The times they are a-changin'
Eleven years old, it has changed beyond recognition. Twelve teams, none of them English played in the 1995-96 season. Cardiff made the first final. They lost. To Toulouse. Okay, so not everything has changed.

From a trickle to a flood
A few thousand turned up to Thomond Park for Munster's first ever European Cup match, against Swansea on 1 November 1995. 75,000, mostly Munster fans, filled the Millenium Stadium. Most people don't even remember who Munster beat that day. It was Biarritz, in case you were wondering, who had the nerve to turn up.

L'apathie
Some French teams couldn't give a flying fromage about it. Bourgoin turned up at Lansdowne Road with half a team in December 2004, getting beat 92-17 by Leinster. At the same time, they were second in the French league.

◆ ◆ ◆ ◆

:: PROBLEM SET ::
[a] Copy the part of the European Cup text that begins at the words "The times they" and stops after the words "to turn up.".
[b] Say whether each statement agrees with the European Cup text, answering yes or no and quoting the deciding words: (i) Cardiff won the first final. (ii) Munster's first ever European Cup match was against Swansea. (iii) Bourgoin was second in the French league when Leinster beat them 92-17.

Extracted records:
◆ ◆ ◆ ◆

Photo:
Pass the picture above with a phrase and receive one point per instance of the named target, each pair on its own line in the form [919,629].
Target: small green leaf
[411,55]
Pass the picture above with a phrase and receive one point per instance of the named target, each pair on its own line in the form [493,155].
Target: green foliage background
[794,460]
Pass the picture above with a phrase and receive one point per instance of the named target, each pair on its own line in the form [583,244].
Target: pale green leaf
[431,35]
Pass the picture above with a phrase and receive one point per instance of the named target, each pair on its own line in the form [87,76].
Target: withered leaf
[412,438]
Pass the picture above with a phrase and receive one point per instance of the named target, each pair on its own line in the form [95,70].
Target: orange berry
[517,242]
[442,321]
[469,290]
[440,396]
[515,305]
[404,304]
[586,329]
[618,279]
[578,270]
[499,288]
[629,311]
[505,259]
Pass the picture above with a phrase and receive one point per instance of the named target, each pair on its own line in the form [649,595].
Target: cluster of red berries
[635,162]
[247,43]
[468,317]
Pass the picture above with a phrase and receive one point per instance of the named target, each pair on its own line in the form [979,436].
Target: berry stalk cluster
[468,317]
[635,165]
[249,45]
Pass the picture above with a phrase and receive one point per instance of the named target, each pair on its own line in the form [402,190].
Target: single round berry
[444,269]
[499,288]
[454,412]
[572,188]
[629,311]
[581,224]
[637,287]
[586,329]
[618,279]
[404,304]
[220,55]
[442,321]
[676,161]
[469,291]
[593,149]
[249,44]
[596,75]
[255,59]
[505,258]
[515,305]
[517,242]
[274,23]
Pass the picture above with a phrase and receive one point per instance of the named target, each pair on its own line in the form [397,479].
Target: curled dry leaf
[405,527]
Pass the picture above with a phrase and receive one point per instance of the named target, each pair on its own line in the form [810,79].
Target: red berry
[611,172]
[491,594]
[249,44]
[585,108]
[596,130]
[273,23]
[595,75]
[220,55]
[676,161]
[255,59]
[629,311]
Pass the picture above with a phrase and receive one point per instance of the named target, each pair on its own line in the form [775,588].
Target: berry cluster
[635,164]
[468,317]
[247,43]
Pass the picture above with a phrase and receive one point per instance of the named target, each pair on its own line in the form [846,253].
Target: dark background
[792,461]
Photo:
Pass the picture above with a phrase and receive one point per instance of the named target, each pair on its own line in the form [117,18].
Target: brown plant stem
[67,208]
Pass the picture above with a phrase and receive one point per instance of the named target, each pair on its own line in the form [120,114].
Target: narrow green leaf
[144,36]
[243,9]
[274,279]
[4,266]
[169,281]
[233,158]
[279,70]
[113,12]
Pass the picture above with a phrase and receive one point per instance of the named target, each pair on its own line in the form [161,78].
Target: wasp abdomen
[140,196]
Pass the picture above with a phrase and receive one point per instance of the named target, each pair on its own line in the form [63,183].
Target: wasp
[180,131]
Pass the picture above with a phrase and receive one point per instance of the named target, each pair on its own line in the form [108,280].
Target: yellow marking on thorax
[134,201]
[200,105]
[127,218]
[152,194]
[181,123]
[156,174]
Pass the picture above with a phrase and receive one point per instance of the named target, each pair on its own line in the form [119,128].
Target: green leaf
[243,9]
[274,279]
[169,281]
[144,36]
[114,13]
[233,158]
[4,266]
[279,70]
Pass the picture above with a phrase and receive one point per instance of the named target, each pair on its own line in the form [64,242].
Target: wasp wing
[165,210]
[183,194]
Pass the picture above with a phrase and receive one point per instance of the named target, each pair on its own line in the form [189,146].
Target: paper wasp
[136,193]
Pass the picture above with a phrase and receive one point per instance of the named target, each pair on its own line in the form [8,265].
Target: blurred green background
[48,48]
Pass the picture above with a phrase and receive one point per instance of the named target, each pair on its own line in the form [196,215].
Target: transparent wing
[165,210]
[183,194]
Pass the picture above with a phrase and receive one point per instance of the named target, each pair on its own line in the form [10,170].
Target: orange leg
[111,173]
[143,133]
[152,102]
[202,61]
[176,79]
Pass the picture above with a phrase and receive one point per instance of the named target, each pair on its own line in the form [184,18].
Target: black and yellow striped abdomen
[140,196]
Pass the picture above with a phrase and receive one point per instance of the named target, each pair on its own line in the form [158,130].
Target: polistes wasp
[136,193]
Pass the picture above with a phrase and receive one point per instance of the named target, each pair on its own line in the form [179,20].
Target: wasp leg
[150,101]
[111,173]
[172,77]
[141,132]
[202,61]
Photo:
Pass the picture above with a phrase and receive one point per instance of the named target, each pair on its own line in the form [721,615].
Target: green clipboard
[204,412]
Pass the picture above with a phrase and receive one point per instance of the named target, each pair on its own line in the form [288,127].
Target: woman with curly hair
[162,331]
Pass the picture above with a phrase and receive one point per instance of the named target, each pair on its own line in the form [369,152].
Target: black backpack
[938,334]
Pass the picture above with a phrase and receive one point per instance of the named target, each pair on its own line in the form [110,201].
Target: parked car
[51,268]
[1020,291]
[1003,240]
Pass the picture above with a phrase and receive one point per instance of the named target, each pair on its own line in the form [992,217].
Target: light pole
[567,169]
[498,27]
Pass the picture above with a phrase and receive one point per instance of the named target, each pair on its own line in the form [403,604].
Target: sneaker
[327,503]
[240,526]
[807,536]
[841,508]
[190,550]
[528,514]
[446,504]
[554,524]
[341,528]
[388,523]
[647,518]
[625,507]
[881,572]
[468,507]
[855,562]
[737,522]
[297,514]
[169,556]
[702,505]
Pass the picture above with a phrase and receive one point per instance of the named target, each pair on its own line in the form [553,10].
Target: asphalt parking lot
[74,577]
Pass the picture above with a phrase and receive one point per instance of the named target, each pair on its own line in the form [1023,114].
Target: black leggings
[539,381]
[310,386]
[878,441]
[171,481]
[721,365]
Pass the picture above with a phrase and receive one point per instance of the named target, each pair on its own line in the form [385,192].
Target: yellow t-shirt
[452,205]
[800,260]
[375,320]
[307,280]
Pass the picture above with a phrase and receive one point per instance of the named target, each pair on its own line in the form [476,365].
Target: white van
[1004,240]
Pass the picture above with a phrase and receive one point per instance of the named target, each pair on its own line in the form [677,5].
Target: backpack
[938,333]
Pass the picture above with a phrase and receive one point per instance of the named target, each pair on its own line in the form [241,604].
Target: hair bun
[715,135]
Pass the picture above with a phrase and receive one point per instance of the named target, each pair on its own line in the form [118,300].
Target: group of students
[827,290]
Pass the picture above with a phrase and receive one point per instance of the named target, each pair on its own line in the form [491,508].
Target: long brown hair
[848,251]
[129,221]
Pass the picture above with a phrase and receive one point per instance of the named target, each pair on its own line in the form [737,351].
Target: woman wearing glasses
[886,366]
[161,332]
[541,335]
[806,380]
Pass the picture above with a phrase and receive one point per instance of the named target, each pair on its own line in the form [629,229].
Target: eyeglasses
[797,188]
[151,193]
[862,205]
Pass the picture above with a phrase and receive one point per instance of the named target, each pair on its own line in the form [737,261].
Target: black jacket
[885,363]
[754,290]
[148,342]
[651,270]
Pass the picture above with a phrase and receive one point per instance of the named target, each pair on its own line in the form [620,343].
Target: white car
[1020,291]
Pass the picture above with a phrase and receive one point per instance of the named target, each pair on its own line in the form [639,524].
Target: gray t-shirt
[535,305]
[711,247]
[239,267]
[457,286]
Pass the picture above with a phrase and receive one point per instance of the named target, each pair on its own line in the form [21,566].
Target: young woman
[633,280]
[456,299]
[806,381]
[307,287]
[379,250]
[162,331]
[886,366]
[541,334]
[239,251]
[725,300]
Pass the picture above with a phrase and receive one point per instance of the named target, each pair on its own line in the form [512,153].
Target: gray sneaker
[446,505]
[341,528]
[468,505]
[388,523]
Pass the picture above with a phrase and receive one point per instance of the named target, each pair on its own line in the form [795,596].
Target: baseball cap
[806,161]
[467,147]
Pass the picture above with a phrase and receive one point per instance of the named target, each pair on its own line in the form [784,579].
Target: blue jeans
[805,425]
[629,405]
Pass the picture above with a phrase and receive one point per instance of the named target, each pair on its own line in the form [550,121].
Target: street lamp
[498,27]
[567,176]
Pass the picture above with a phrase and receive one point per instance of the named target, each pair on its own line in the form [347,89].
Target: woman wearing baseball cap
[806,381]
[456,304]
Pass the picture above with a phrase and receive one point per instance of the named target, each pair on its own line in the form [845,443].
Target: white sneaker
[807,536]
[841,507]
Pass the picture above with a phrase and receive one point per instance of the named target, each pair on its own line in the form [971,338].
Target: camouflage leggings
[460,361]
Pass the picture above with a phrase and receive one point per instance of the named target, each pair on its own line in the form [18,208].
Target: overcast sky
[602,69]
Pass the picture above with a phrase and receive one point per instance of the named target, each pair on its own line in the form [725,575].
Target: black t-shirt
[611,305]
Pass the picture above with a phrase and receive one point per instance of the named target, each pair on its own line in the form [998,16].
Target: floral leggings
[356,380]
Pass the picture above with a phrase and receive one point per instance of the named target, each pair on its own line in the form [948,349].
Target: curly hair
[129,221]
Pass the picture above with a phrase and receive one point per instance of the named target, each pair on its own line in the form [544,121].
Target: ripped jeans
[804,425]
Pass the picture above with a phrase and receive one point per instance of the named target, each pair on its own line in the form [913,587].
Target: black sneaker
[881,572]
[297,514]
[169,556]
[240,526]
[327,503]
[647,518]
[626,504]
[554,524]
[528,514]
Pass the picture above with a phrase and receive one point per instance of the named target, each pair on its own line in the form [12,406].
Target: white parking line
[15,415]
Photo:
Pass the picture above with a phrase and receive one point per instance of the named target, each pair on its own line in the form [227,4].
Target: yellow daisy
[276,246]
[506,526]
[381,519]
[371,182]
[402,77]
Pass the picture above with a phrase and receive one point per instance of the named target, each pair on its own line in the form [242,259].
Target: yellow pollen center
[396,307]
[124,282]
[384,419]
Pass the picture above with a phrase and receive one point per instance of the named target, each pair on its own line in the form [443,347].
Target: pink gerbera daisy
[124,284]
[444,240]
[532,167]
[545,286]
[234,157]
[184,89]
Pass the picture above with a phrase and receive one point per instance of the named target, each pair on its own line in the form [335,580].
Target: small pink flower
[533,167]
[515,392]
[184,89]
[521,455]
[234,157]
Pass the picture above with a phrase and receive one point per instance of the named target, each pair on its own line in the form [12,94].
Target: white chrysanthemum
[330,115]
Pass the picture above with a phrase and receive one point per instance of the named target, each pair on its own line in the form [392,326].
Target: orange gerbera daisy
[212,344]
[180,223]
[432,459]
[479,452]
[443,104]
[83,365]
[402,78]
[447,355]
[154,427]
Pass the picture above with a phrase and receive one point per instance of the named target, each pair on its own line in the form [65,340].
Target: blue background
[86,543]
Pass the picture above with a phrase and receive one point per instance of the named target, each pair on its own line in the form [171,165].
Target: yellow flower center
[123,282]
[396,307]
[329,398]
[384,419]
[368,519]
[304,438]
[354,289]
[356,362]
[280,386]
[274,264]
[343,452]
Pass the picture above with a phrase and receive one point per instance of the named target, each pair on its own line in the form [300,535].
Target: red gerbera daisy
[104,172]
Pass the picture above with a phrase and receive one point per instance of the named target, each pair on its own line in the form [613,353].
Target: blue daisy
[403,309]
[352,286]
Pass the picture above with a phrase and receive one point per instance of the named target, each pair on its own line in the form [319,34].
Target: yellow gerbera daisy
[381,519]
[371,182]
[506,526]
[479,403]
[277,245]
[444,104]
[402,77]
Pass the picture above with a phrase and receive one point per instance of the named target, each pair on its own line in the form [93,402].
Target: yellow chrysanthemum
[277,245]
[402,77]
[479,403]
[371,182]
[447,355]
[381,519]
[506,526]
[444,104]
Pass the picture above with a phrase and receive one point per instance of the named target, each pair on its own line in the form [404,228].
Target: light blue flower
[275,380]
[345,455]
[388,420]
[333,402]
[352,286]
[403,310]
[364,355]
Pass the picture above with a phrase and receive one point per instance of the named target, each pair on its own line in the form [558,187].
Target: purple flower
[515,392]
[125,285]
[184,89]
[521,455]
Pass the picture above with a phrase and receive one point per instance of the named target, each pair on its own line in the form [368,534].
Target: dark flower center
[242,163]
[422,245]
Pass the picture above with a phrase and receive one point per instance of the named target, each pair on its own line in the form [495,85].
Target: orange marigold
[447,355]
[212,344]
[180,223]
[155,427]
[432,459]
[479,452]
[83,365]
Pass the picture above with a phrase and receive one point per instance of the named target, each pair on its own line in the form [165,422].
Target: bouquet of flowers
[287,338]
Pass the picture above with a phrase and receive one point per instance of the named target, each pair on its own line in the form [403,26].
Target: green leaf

◆ ◆ ◆ ◆

:: RESPONSES BY TASK ::
[a]
The times they are a-changin'
Eleven years old, it has changed beyond recognition. Twelve teams, none of them English played in the 1995-96 season. Cardiff made the first final. They lost. To Toulouse. Okay, so not everything has changed.

From a trickle to a flood
A few thousand turned up to Thomond Park for Munster's first ever European Cup match, against Swansea on 1 November 1995. 75,000, mostly Munster fans, filled the Millenium Stadium. Most people don't even remember who Munster beat that day. It was Biarritz, in case you were wondering, who had the nerve to turn up.

[b]
(i) No: "Cardiff made the first final. They lost."
(ii) Yes: "Munster's first ever European Cup match, against Swansea on 1 November 1995"
(iii) Yes: "At the same time, they were second in the French league."